▶ TASK PROMPT
Please convert the listing below into a Markdown table with the columns Row and Listing line. Start at the line that contains "Exercise. Mark the white", stop after the line that contains "point(106, 68)", and leave out any blank lines.

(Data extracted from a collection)
□ □ □
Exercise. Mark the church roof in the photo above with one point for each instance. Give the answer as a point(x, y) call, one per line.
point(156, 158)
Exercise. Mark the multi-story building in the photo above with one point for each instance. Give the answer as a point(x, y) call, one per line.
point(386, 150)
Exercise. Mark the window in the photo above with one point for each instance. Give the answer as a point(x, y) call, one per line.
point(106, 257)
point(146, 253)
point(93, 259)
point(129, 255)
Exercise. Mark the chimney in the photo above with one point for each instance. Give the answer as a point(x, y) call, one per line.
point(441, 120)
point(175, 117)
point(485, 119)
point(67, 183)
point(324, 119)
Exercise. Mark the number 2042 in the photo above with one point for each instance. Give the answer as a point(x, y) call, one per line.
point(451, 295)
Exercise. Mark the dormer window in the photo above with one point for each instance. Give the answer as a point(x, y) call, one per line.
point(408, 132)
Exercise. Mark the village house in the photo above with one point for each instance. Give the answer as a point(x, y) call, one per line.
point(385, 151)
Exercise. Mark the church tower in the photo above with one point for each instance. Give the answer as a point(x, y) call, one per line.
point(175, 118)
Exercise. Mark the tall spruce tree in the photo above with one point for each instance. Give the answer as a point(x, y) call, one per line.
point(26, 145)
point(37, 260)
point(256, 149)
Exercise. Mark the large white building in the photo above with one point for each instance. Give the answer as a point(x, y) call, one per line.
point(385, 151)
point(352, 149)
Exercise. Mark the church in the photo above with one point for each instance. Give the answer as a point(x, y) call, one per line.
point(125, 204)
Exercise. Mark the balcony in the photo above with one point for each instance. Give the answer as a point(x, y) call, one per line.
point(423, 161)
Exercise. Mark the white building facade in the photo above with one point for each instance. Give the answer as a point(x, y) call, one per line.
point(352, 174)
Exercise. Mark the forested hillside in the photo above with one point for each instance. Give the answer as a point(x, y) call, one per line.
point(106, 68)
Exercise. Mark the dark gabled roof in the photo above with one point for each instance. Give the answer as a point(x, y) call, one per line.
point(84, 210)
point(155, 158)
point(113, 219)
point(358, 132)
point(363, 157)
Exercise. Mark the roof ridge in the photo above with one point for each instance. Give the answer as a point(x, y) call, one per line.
□ □ □
▶ RESPONSE
| Row | Listing line |
|---|---|
| 1 | Exercise. Mark the white building facade in the photo above with one point for each instance. Give the answer as a point(x, y) call, one per line. |
| 2 | point(352, 174) |
| 3 | Exercise. Mark the forested hillside in the photo above with one point for each instance. Give the answer as a point(x, y) call, one per line. |
| 4 | point(106, 68) |